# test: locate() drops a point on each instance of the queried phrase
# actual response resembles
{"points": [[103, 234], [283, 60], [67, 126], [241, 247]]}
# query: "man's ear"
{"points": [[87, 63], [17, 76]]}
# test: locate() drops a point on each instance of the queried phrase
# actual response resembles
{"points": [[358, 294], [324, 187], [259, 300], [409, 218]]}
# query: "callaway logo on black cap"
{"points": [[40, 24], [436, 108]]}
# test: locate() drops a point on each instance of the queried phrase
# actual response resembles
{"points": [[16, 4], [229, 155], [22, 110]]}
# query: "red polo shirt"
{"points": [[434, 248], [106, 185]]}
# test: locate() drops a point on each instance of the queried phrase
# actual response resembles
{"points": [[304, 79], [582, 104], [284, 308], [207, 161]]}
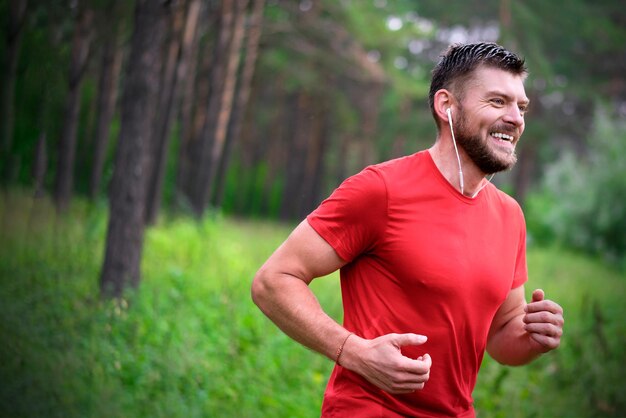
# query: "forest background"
{"points": [[120, 121]]}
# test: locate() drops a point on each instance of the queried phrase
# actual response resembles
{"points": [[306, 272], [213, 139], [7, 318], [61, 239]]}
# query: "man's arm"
{"points": [[280, 289], [520, 332]]}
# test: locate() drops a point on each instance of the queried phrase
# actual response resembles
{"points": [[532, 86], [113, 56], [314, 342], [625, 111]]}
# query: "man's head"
{"points": [[459, 62]]}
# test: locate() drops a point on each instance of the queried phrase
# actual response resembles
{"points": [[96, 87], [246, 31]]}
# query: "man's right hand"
{"points": [[381, 362]]}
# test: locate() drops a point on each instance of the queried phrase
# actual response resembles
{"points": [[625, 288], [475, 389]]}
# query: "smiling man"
{"points": [[432, 258]]}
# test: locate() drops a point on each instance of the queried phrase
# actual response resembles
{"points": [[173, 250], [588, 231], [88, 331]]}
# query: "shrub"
{"points": [[582, 199]]}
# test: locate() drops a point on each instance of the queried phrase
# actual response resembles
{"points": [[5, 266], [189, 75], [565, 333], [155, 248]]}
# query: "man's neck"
{"points": [[444, 156]]}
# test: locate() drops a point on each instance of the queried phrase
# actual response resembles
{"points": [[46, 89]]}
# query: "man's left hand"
{"points": [[544, 321]]}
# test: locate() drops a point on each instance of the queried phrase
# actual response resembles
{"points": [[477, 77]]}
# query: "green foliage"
{"points": [[190, 343], [583, 377], [582, 202]]}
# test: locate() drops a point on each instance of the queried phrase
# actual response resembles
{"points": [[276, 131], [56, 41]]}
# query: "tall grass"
{"points": [[190, 343]]}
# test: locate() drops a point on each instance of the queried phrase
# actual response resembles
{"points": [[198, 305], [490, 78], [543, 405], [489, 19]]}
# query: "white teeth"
{"points": [[502, 136]]}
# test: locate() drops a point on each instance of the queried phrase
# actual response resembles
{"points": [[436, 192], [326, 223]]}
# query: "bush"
{"points": [[582, 200]]}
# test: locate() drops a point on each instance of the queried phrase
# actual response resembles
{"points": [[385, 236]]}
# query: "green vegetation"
{"points": [[191, 343]]}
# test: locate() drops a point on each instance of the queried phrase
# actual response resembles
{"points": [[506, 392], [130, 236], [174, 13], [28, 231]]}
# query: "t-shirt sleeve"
{"points": [[352, 219], [521, 269]]}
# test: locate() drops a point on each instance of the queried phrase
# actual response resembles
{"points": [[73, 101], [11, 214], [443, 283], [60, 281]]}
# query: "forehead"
{"points": [[487, 81]]}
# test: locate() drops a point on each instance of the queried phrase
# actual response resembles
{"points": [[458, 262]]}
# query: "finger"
{"points": [[401, 340], [549, 343], [538, 295], [544, 305], [544, 329], [418, 367], [543, 317]]}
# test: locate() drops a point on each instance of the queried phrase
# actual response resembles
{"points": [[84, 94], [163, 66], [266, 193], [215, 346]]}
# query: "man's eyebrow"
{"points": [[524, 101]]}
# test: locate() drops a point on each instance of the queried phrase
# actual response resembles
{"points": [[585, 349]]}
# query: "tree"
{"points": [[223, 82], [67, 146], [243, 96], [124, 243], [17, 18], [166, 107], [110, 68]]}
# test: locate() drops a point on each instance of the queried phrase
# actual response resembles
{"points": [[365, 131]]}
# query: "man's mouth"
{"points": [[502, 136]]}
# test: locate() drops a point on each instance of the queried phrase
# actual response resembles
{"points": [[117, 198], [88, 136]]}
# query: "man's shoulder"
{"points": [[505, 200], [401, 165]]}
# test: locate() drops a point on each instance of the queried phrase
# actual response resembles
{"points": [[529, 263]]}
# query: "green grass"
{"points": [[190, 343]]}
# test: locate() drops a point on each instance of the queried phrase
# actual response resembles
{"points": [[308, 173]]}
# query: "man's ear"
{"points": [[443, 101]]}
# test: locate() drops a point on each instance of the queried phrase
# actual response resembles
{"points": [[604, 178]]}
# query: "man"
{"points": [[432, 258]]}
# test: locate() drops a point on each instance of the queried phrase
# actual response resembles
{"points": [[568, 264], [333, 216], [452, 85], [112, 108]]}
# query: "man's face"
{"points": [[490, 120]]}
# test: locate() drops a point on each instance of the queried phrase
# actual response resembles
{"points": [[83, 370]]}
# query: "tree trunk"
{"points": [[67, 146], [107, 97], [239, 109], [129, 184], [222, 92], [40, 165], [165, 115], [298, 132], [17, 18], [194, 102]]}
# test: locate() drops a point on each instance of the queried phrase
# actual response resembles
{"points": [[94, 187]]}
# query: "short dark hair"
{"points": [[459, 61]]}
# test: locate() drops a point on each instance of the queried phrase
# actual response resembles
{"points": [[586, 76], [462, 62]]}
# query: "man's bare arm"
{"points": [[520, 332], [280, 289]]}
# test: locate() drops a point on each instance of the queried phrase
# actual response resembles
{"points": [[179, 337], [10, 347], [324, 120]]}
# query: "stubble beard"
{"points": [[478, 149]]}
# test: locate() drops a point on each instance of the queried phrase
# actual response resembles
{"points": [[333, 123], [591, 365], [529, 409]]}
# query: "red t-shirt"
{"points": [[422, 258]]}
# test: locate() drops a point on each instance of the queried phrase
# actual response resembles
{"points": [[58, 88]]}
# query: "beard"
{"points": [[478, 148]]}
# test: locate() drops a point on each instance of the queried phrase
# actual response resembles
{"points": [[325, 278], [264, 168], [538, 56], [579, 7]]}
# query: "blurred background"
{"points": [[175, 143]]}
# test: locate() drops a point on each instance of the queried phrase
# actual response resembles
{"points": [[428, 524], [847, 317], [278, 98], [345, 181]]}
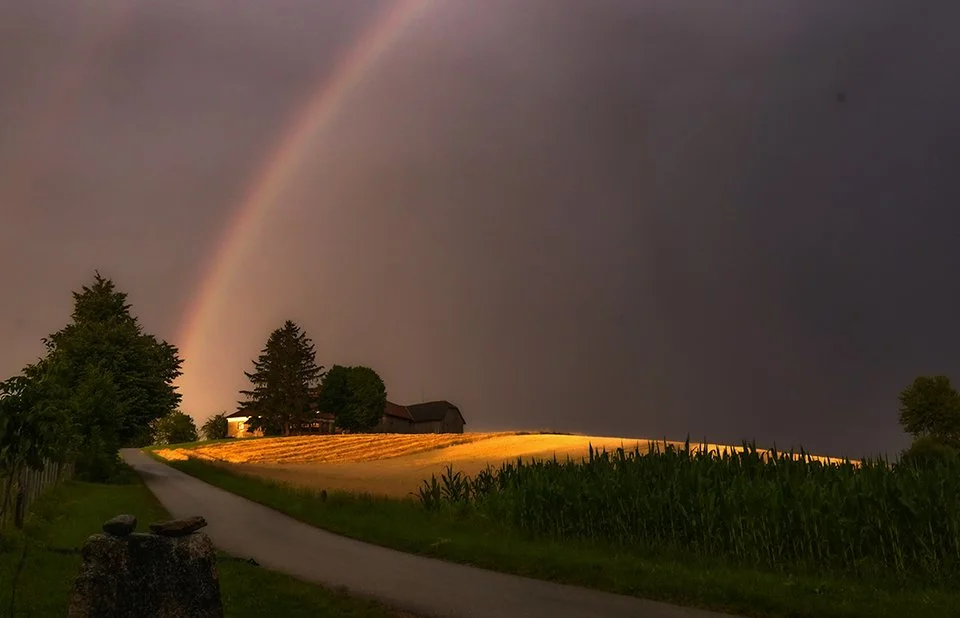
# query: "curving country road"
{"points": [[424, 586]]}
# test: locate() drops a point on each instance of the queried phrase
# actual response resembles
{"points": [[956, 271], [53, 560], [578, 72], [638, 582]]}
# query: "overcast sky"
{"points": [[624, 217]]}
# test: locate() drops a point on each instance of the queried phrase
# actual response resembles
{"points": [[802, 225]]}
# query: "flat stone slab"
{"points": [[178, 527], [121, 525]]}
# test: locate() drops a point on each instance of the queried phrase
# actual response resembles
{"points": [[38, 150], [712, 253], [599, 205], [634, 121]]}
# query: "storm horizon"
{"points": [[634, 219]]}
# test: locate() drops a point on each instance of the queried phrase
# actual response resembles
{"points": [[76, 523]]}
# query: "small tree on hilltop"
{"points": [[174, 428], [283, 376], [215, 427], [930, 407], [356, 396]]}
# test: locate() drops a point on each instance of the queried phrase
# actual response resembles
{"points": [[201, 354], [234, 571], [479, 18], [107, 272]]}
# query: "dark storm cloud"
{"points": [[629, 218]]}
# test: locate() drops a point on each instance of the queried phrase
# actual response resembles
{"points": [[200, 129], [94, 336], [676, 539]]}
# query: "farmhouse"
{"points": [[429, 417], [237, 425]]}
^^^^^^^^
Problem description:
Transcribe the material exactly, keeping every word and none of the pictures.

Complete answer:
# test: locate() drops a point on each instance of the queried phrase
# actual response resembles
{"points": [[103, 234], [283, 60], [67, 126], [241, 247]]}
# query: "man's ear"
{"points": [[87, 63], [17, 76]]}
# test: locate() drops a point on each instance of the queried phrase
# actual response resembles
{"points": [[358, 294], [324, 187], [259, 300], [409, 218]]}
# query: "callaway logo on black cap"
{"points": [[40, 24], [436, 108]]}
# test: locate() drops a point on each instance of the queried phrase
# actual response resembles
{"points": [[16, 4], [229, 155], [22, 110]]}
# query: "red polo shirt"
{"points": [[434, 248], [106, 185]]}
# test: locate() drops a point on each instance of the queried phrase
# actual response resembles
{"points": [[304, 79], [582, 104], [284, 308], [207, 161]]}
# query: "forest background"
{"points": [[120, 121]]}
# test: locate() drops a point on each instance of the queried phrase
# actual response resembles
{"points": [[306, 272], [213, 139], [7, 318], [61, 239]]}
# query: "man's arm"
{"points": [[280, 289], [520, 332]]}
# test: locate() drops a point on each instance of the queried phrase
# actual response resembles
{"points": [[532, 86], [113, 56], [314, 342], [625, 111]]}
# query: "man's head"
{"points": [[459, 62]]}
# test: locate() drops a point on each instance of the queried phrase
# actual response resembles
{"points": [[96, 87], [246, 31]]}
# query: "man's right hand"
{"points": [[381, 362]]}
# test: locate() drops a point on each instance of the queried phrase
# actual response resembles
{"points": [[625, 288], [475, 389]]}
# query: "smiling man"
{"points": [[432, 258]]}
# test: locate() drops a point on each instance of the queried phrase
# actual response resembles
{"points": [[173, 250], [588, 231], [88, 331]]}
# query: "shrub"
{"points": [[582, 199]]}
# test: locate() drops a point on each instance of the queried phrase
# actual response resembles
{"points": [[5, 266], [189, 75], [565, 333], [155, 248]]}
# query: "man's neck"
{"points": [[444, 156]]}
# test: locate() drops a point on each instance of the queried phrase
# actual response resembles
{"points": [[46, 89]]}
# query: "man's left hand"
{"points": [[544, 321]]}
# test: locate() drops a point on each instance of the queried phrase
# actual response resembles
{"points": [[477, 77]]}
# query: "green foliage"
{"points": [[190, 343], [583, 377], [582, 202]]}
# test: locate() drops a point on each instance of the queried phrase
# actual response resembles
{"points": [[276, 131], [56, 41]]}
# query: "tall grass"
{"points": [[190, 343]]}
# test: locate() drops a point on each instance of the queried phrase
# actual response resembles
{"points": [[198, 305], [490, 78], [543, 405], [489, 19]]}
# query: "white teeth"
{"points": [[502, 136]]}
# test: locate() drops a point on each instance of the queried phrase
# actual response resembles
{"points": [[436, 192], [326, 223]]}
# query: "bush"
{"points": [[582, 200]]}
# test: locate() drops a point on each instance of the queried phrase
# actual response resembles
{"points": [[385, 236]]}
# query: "green vegetation"
{"points": [[191, 343]]}
# test: locate() drops a point on each instance of the queried phrase
# actual response resembles
{"points": [[506, 392], [130, 236], [174, 13], [28, 231]]}
# query: "t-shirt sleeve"
{"points": [[352, 219], [521, 269]]}
# test: locate() drops a point on each instance of the queried phrase
# actual response resembles
{"points": [[73, 101], [11, 214], [443, 283], [60, 281]]}
# query: "forehead"
{"points": [[487, 81]]}
# test: locate() drops a point on each instance of the queried phrase
# actual response resembles
{"points": [[458, 262]]}
# query: "finger"
{"points": [[401, 340], [549, 343], [538, 295], [544, 305], [544, 329], [418, 367], [543, 317]]}
# test: locate() drops a point on each instance of the queried phrase
# actual response resembles
{"points": [[84, 94], [163, 66], [266, 193], [215, 346]]}
# query: "man's eyebrow"
{"points": [[524, 101]]}
# test: locate() drops a point on each instance of the queried phrase
# actual response resembles
{"points": [[585, 349]]}
# query: "tree"
{"points": [[223, 82], [67, 146], [243, 96], [124, 243], [17, 18], [166, 107], [110, 68]]}
# test: locate() drops a point on each instance of the queried phrase
# actual response resembles
{"points": [[365, 131]]}
# query: "man's mouth"
{"points": [[502, 136]]}
# test: locate() drops a point on each instance of the queried phrase
# actual response resembles
{"points": [[117, 198], [88, 136]]}
# query: "man's shoulder"
{"points": [[505, 200], [401, 165]]}
# test: locate() drops a point on each instance of the queried phrase
# actual response resembles
{"points": [[529, 263]]}
# query: "green grass"
{"points": [[190, 343]]}
# test: locate() drops a point on each instance of the queried phrase
# actual response resembles
{"points": [[308, 173]]}
# query: "man's ear"
{"points": [[443, 101]]}
# test: locate() drops a point on each instance of the queried phrase
# actual response resembles
{"points": [[604, 178]]}
# query: "man"
{"points": [[432, 258]]}
# test: locate() drops a point on each instance of the queried phrase
# actual response resembles
{"points": [[568, 264], [333, 216], [452, 85], [112, 108]]}
# query: "man's face"
{"points": [[490, 120]]}
# test: locate() drops a point on each instance of the queried phrase
# actual response resembles
{"points": [[83, 370]]}
# query: "tree trunk"
{"points": [[67, 146], [107, 97], [239, 109], [129, 184], [222, 92], [40, 165], [165, 115], [298, 132], [17, 18], [194, 102]]}
# test: locate() drops a point on each instance of the queried phrase
# actual response resembles
{"points": [[94, 187]]}
# query: "short dark hair"
{"points": [[459, 61]]}
# test: locate() drops a point on each instance of the queried phrase
# actual response resembles
{"points": [[586, 76], [462, 62]]}
# query: "man's bare arm"
{"points": [[520, 332], [280, 289]]}
# test: locate() drops a point on each instance of the queried phrase
# actual response resembles
{"points": [[179, 337], [10, 347], [324, 120]]}
# query: "stubble beard"
{"points": [[478, 149]]}
# test: locate() drops a point on each instance of the queried phrase
# actual response resembles
{"points": [[333, 123], [591, 365], [529, 409]]}
# query: "red t-shirt"
{"points": [[422, 258]]}
# test: locate() drops a point on each instance of the queried phrase
# actual response resembles
{"points": [[58, 88]]}
# query: "beard"
{"points": [[478, 148]]}
# test: locate() drops a point on each instance of the queried phrase
# actual response resembles
{"points": [[325, 278], [264, 168], [538, 56], [579, 7]]}
# query: "blurred background"
{"points": [[175, 143]]}
# test: locate() drops a point on each instance of the queried phrase
# actual response resembles
{"points": [[428, 524], [847, 317], [278, 98], [345, 181]]}
# query: "curving country road"
{"points": [[424, 586]]}
# test: locate() drops a point on each instance of the queried phrase
# actual response resembles
{"points": [[956, 271], [53, 560], [578, 72], [638, 582]]}
# query: "overcast sky"
{"points": [[624, 217]]}
# test: locate() drops a point on each instance of the queried phrase
# actual response resembles
{"points": [[802, 225]]}
# query: "flat stone slab"
{"points": [[178, 527], [121, 525]]}
# test: locate() drops a point on each instance of the queried phrase
# actual response resembles
{"points": [[38, 150], [712, 253], [599, 205], [634, 121]]}
# query: "storm horizon"
{"points": [[634, 219]]}
# test: locate() drops a point on each instance of the queried phrase
# actual response resembles
{"points": [[76, 523]]}
# query: "small tree on hilltop"
{"points": [[174, 428], [283, 376], [215, 427], [930, 407], [356, 396]]}
# test: locate() drops a point on each instance of the queried phrase
# actual response resembles
{"points": [[201, 354], [234, 571], [479, 18], [107, 272]]}
# query: "dark storm cloud"
{"points": [[629, 218]]}
# test: locate() drops a point on each instance of the queried phrase
# actual response resembles
{"points": [[200, 129], [94, 336], [676, 539]]}
# query: "farmhouse"
{"points": [[429, 417], [237, 425]]}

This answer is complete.